John: We tend to design courses for ourselves because we are the audience we know best. In this episode we explore how user-experience design principles can help us create effective and engaging learning experiences for the students we have right now.

[MUSIC]

John: Thanks for joining us for Tea for Teaching, an informal discussion of innovative and effective practices in teaching and learning.

Rebecca: This podcast series is hosted by John Kane, an economist…

John: …and Rebecca Mushtare, a graphic designer…

Rebecca: …and features guests doing important research and advocacy work to make higher education more inclusive and supportive of all learners.

[MUSIC]

Rebecca: Our guest today is Jenae Cohn. Jenae is the Executive Director of the Center for Teaching and Learning at the University of California at Berkeley. She is the author of Skim, Dive, and Surface: Teaching Digital Reading. Her newest book, co-authored with Michael Greer, is Design for Learning: User Experience in Online Teaching and Learning. Welcome back, Janae.

Jenae: Thank you. I’m so glad to be back.

John: It’s good to see you again.

Jenae: …Good to see you, too.

John: Today’s teas are… Jenae, are you drinking any tea?

Jenae: I sure am. I’m always prepared to drink tea. Especially when I’m talking to the two of you. But I went for a classic English breakfast tea this morning. Do you both have some tea with you?

Rebecca: Yeah, I have English tea time.

Jenae: We’re matching…

Rebecca: Yeah…

[LAUGHTER]

John: And, I’m not. I have [LAUGHTER] ginger peach black tea today.

Jenae: That sounds really good, though.

John: It is.

Rebecca: Sounds like a good way to start the day, for sure. So we invited you here today to discuss Design for Learning. Can you talk a little bit about how this book project came about?

= Directions =
1. Please reproduce everything in the podcast transcript from "John: We tend" down to "in teaching and learning.".
2. According to the podcast transcript, what tea does John have today?

= Excerpted records =

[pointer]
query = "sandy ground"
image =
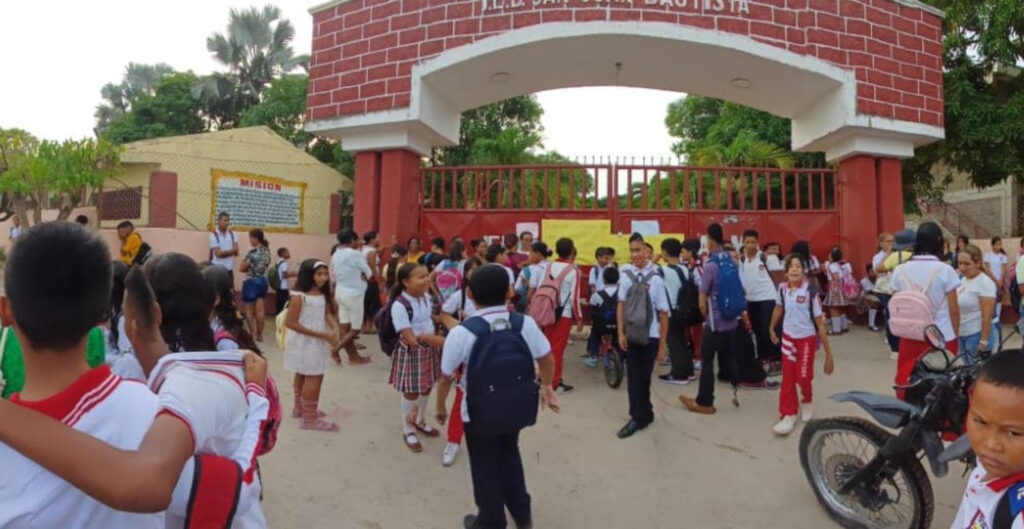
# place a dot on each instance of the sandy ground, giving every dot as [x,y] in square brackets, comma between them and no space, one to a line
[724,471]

...

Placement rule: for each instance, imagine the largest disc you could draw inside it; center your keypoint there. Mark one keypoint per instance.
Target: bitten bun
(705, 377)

= Responses to the exercise =
1.
John: We tend to design courses for ourselves because we are the audience we know best. In this episode we explore how user-experience design principles can help us create effective and engaging learning experiences for the students we have right now.

[MUSIC]

John: Thanks for joining us for Tea for Teaching, an informal discussion of innovative and effective practices in teaching and learning.

2. Ginger peach black tea.